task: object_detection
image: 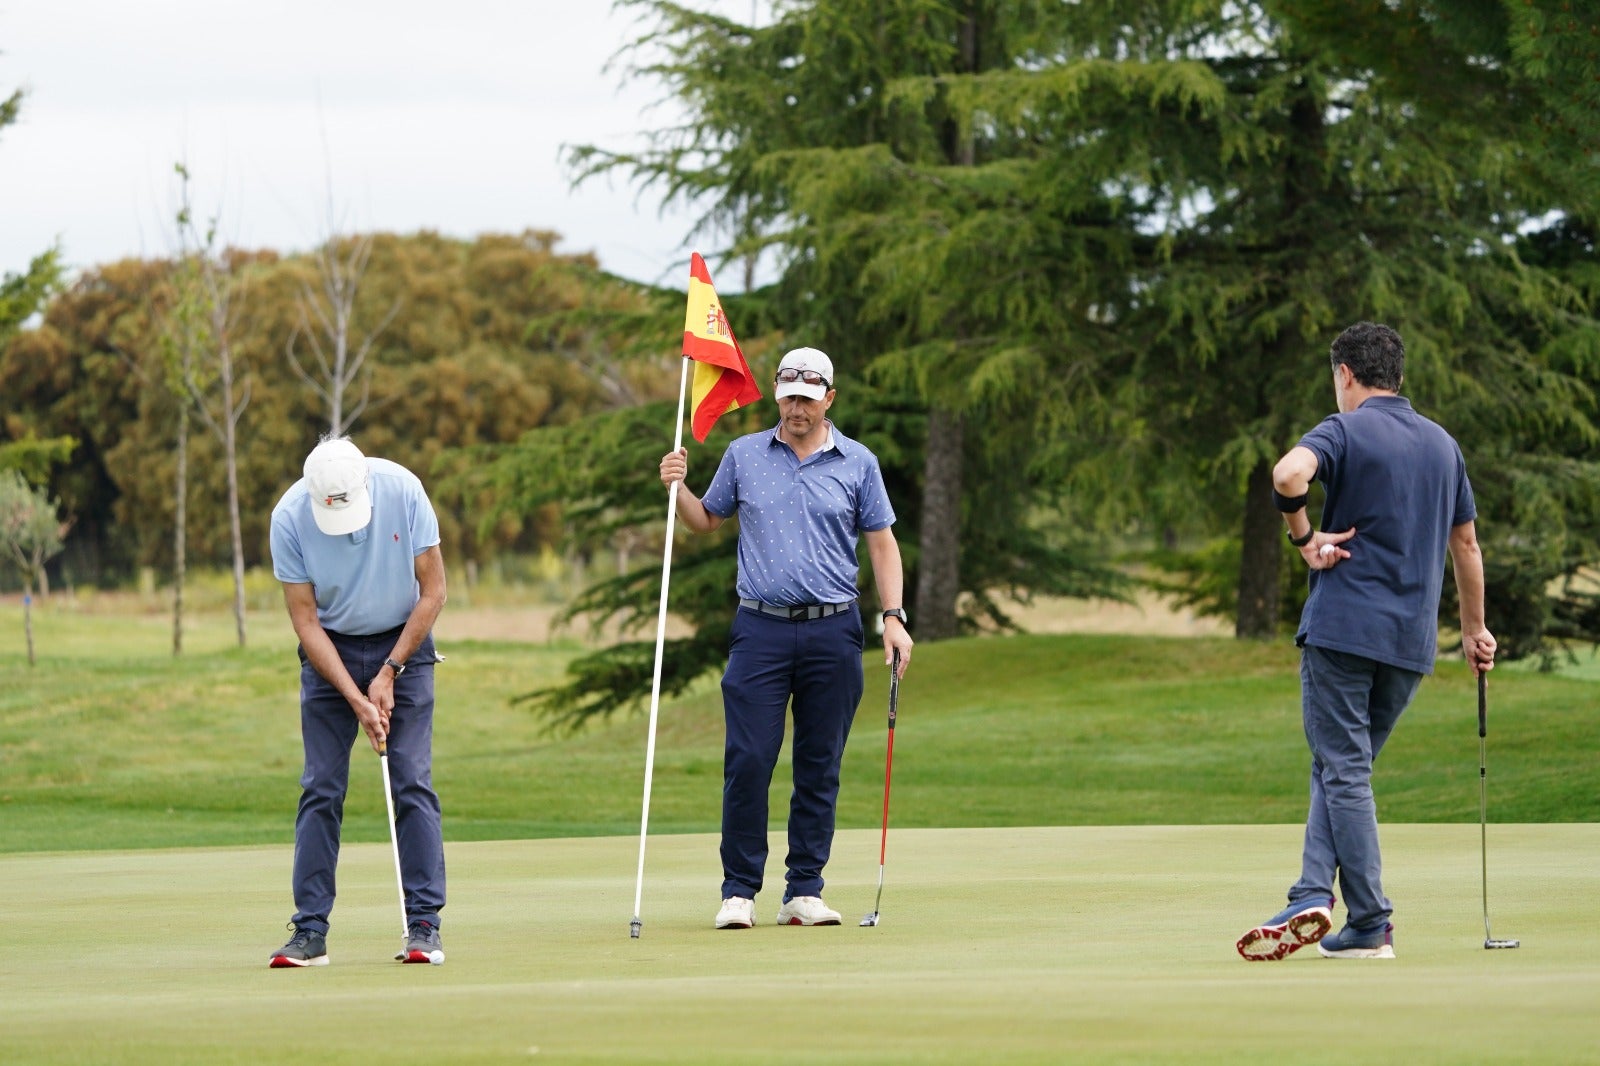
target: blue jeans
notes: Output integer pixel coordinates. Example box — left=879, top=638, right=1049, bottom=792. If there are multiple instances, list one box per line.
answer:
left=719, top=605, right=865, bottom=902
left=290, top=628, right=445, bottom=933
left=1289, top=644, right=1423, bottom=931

> **THE TASK**:
Would you write out all of the data exactly as it stands, without the pictures?

> **SOLUTION FOR THIS TASK**:
task: object_detection
image: 
target: blue jeans
notes: Output integer pixel coordinates. Example box — left=879, top=638, right=1049, bottom=792. If there are multiple instances, list one box per line.
answer:
left=719, top=605, right=865, bottom=902
left=290, top=628, right=445, bottom=933
left=1289, top=644, right=1423, bottom=931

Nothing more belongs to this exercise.